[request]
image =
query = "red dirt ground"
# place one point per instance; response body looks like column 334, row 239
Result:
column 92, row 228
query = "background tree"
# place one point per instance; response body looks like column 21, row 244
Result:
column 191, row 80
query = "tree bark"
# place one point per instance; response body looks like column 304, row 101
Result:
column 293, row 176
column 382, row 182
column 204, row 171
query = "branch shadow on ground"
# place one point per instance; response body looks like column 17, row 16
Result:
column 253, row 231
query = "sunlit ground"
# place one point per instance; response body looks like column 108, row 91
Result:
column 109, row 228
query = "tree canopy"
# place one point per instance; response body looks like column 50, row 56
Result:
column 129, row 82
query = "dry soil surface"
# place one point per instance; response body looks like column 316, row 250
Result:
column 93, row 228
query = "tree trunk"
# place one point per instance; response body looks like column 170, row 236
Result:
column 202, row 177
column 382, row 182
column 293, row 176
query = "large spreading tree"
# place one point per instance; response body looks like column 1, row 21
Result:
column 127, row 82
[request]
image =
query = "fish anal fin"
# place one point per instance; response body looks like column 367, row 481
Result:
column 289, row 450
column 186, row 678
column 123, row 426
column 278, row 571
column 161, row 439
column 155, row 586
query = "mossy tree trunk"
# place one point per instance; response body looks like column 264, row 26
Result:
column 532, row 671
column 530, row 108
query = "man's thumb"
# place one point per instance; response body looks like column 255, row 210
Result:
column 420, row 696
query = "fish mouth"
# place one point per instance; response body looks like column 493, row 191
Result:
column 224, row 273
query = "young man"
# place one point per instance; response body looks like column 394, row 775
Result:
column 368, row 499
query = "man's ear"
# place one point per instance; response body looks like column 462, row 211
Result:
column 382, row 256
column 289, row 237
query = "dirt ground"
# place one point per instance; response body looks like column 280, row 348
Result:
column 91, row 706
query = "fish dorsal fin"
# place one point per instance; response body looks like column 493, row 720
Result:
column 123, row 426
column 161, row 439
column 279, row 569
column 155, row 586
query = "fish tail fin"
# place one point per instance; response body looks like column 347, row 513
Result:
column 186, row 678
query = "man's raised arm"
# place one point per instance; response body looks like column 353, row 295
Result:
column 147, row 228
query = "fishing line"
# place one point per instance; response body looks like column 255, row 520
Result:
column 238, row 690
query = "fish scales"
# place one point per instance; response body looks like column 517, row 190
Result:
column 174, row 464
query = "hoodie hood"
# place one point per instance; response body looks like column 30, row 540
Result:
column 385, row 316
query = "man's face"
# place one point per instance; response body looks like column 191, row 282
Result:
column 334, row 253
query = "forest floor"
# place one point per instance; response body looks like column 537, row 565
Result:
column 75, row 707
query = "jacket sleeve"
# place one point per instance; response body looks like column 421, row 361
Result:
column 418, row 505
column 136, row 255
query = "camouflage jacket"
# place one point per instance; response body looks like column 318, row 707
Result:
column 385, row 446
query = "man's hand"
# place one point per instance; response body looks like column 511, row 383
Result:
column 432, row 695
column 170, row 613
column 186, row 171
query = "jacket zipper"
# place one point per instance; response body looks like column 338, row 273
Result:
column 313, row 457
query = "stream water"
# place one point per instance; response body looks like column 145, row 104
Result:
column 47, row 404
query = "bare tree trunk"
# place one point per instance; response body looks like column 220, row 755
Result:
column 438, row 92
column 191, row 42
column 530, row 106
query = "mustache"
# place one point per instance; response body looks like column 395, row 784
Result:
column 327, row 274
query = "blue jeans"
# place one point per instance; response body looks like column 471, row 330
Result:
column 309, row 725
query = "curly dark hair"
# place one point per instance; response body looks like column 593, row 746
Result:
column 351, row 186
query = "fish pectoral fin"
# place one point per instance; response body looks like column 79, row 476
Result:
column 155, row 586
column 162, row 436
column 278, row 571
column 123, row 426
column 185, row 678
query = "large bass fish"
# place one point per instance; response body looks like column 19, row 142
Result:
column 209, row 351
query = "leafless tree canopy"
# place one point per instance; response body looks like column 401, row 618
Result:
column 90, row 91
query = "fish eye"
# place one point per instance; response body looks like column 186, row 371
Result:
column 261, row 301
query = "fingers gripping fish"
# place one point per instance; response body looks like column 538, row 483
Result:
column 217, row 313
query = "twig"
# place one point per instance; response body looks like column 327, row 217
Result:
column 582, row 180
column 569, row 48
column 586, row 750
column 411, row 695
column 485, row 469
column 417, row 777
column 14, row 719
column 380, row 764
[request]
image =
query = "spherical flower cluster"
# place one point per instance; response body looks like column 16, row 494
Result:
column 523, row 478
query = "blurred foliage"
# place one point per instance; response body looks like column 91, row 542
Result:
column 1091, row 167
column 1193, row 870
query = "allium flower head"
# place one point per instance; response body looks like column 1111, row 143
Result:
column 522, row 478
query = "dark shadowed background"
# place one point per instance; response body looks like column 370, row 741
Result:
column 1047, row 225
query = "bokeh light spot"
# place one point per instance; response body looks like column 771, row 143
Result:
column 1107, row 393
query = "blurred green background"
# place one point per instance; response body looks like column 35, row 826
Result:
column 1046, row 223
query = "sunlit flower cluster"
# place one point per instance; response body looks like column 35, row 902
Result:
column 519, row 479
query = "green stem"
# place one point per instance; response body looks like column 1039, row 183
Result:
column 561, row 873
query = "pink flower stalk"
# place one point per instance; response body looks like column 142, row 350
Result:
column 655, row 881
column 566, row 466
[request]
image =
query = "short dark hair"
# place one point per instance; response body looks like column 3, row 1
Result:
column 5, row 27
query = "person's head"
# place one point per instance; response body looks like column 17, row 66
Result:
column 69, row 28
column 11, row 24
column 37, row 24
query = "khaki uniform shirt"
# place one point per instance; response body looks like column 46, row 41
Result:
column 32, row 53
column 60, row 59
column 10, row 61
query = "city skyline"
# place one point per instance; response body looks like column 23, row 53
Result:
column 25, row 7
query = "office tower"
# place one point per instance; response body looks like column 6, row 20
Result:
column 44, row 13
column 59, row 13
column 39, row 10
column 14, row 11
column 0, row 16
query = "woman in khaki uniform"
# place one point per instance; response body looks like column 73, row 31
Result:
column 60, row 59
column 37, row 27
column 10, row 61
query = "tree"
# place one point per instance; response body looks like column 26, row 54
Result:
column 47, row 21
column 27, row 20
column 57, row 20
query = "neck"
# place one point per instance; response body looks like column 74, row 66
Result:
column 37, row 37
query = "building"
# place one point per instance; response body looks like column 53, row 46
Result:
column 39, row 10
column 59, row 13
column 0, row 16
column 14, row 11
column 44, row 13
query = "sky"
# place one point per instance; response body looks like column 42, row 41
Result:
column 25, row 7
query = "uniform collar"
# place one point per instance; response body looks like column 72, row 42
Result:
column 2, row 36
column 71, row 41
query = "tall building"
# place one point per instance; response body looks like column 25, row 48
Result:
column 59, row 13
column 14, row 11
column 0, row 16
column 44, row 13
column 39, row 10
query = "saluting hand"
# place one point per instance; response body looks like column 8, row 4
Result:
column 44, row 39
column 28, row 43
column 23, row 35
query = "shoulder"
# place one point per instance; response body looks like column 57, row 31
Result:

────────────────

- To be done:
Extract the listing in its entirety and repeat it exactly.

- Complete answer:
[request]
image =
query = "red dirt ground"
# place one point per instance; response body looks like column 334, row 239
Result:
column 92, row 228
query = "background tree"
# place one point per instance; response body looks like column 21, row 244
Result:
column 191, row 80
query = "tree bark"
# place one point per instance; response body looks like column 304, row 101
Result:
column 293, row 176
column 382, row 182
column 204, row 171
query = "branch shadow on ground"
# place one point per instance; response body looks like column 17, row 16
Result:
column 253, row 231
query = "sunlit ground"
# place one point per instance; response body looks like column 108, row 91
Result:
column 109, row 228
query = "tree canopy"
# place one point per instance; response body looks like column 50, row 56
Result:
column 129, row 82
query = "dry soil surface"
# place one point per instance; response body looks like column 316, row 250
Result:
column 93, row 228
query = "tree trunk"
# place one point per instance; response body looks like column 170, row 236
Result:
column 202, row 177
column 382, row 182
column 293, row 176
query = "large spreading tree"
# place one point per instance; response body looks like column 1, row 21
Result:
column 127, row 82
[request]
image =
query = "fish anal fin"
# place one point per instance; response body looks like column 367, row 481
Result:
column 289, row 450
column 186, row 678
column 123, row 426
column 278, row 571
column 161, row 439
column 155, row 586
query = "mossy tree trunk"
# place one point per instance; response body looks like column 264, row 26
Result:
column 532, row 671
column 530, row 108
query = "man's thumb"
# place one point per instance; response body looks like column 255, row 210
Result:
column 420, row 696
query = "fish mouth"
# place one point per instance; response body looks like column 493, row 191
Result:
column 224, row 273
query = "young man"
# place one point per instance; response body looks like column 394, row 775
Result:
column 368, row 499
query = "man's ear"
# place one point per instance; response body looks like column 462, row 211
Result:
column 382, row 256
column 289, row 237
query = "dirt ground"
# place one point per instance; response body looks like column 280, row 348
Result:
column 91, row 706
query = "fish dorsal fin"
# place one point per instance; response body looks like column 493, row 720
Result:
column 123, row 426
column 161, row 439
column 279, row 569
column 155, row 586
query = "fish tail fin"
# place one point per instance; response body looks like column 347, row 513
Result:
column 186, row 678
query = "man's raised arm"
# place one point per instance; response body looks like column 353, row 295
Result:
column 147, row 228
query = "fishing line"
# place one point per instance; response body looks like column 255, row 520
Result:
column 238, row 690
query = "fish scales"
# place one point per instance; response body looks like column 517, row 190
Result:
column 174, row 464
query = "hoodie hood"
# place one point per instance; response body looks like column 30, row 540
Result:
column 385, row 316
query = "man's face"
# place one point per instance; response body looks like column 191, row 282
Result:
column 334, row 253
query = "forest floor"
# place one point per instance; response body looks like column 537, row 565
Result:
column 75, row 707
query = "jacket sleeve"
# place one point per instance; response body looks like column 421, row 361
Result:
column 418, row 505
column 136, row 255
query = "camouflage jacket"
# place one point per instance; response body looks like column 318, row 707
Result:
column 385, row 446
query = "man's hand"
# place one point per instance; response body looks like column 511, row 383
Result:
column 432, row 695
column 170, row 613
column 186, row 171
query = "jacket zipper"
# place one point per instance; response body looks like column 338, row 273
Result:
column 313, row 457
query = "stream water"
# place one point per instance; response body looks like column 145, row 104
Result:
column 47, row 404
query = "bare tree trunk"
# place one point per instance; response body looks like column 220, row 755
Result:
column 438, row 92
column 191, row 42
column 530, row 106
query = "mustache"
# place one point per instance; response body looks like column 395, row 784
Result:
column 327, row 274
query = "blue jeans"
# place one point per instance; response body looks like column 471, row 330
Result:
column 309, row 725
query = "curly dark hair"
# place one point per instance; response body looks like column 593, row 746
Result:
column 351, row 186
query = "fish pectoral fin"
# place one point per instance; response body looks like column 79, row 476
Result:
column 155, row 586
column 162, row 436
column 278, row 571
column 123, row 426
column 185, row 678
query = "large bass fish"
# place one point per instance; response body looks like column 19, row 142
Result:
column 209, row 351
query = "leafless tree canopy"
# place one point per instance; response body looks like column 401, row 618
Result:
column 90, row 91
query = "fish eye"
# place one point per instance; response body looks like column 186, row 371
Result:
column 261, row 301
query = "fingers gripping fish"
# place one point per instance; response body looks like column 538, row 483
Result:
column 217, row 313
query = "twig"
# place one point per instance; response body looks like column 327, row 217
Result:
column 582, row 180
column 569, row 48
column 586, row 750
column 411, row 695
column 485, row 469
column 417, row 777
column 14, row 719
column 380, row 764
[request]
image =
query = "spherical flower cluster"
# place one point per instance; response body looks like column 16, row 494
Result:
column 523, row 478
query = "blurred foliage"
# place one point per instance; response body looks like column 91, row 542
Result:
column 1091, row 167
column 1193, row 870
query = "allium flower head"
# place one point per instance; response body looks like column 1111, row 143
Result:
column 522, row 478
query = "dark shadowed background"
# place one point per instance; response body looks like column 370, row 741
Result:
column 1047, row 225
query = "bokeh light spot"
# place one point per instance; response body looks like column 771, row 143
Result:
column 1107, row 393
query = "blurred green background"
# place one point per instance; response body looks like column 35, row 826
Result:
column 1046, row 223
query = "sunlit flower cluster"
# place one point per instance; response body looks like column 35, row 902
Result:
column 519, row 479
query = "green stem"
# place one point per instance; response body looks like column 1039, row 183
Result:
column 561, row 873
query = "pink flower stalk"
# place one point per instance; response body looks like column 142, row 350
Result:
column 655, row 881
column 566, row 466
[request]
image =
query = "short dark hair"
# place one point per instance; response body looks like column 3, row 1
Result:
column 5, row 27
query = "person's head"
# place one point per instance; response body looks like column 17, row 66
Result:
column 69, row 28
column 11, row 24
column 37, row 24
query = "khaki uniform shirt"
# place one point per instance; response body looks like column 46, row 41
Result:
column 32, row 53
column 60, row 59
column 10, row 61
query = "city skyline"
# place one point per instance; response body looks like column 23, row 53
Result:
column 25, row 7
query = "office tower"
# place one point per instance; response body looks like column 6, row 20
Result:
column 44, row 13
column 59, row 13
column 39, row 10
column 14, row 11
column 0, row 16
query = "woman in khaki uniform"
# place one point per instance; response body looks like column 73, row 31
Result:
column 60, row 59
column 37, row 27
column 10, row 61
query = "tree"
# place one point per instance; response body looks like column 26, row 54
Result:
column 47, row 21
column 27, row 20
column 57, row 20
query = "neck"
# place one point per instance; response body looks like column 74, row 66
Result:
column 37, row 37
query = "building"
# place one point per instance; response body looks like column 53, row 46
Result:
column 39, row 10
column 59, row 13
column 0, row 16
column 14, row 11
column 44, row 13
query = "sky"
# place one point per instance; response body looks like column 42, row 41
Result:
column 25, row 7
query = "uniform collar"
# place one point per instance; response body looks like column 72, row 42
Result:
column 2, row 36
column 71, row 41
query = "tall building"
# place one point per instance; response body looks like column 25, row 48
Result:
column 59, row 13
column 14, row 11
column 0, row 16
column 44, row 13
column 39, row 10
query = "saluting hand"
# place one point per instance; response body looks like column 8, row 4
Result:
column 44, row 39
column 28, row 43
column 23, row 35
query = "shoulder"
# place one point per instance; response body looks like column 57, row 31
Result:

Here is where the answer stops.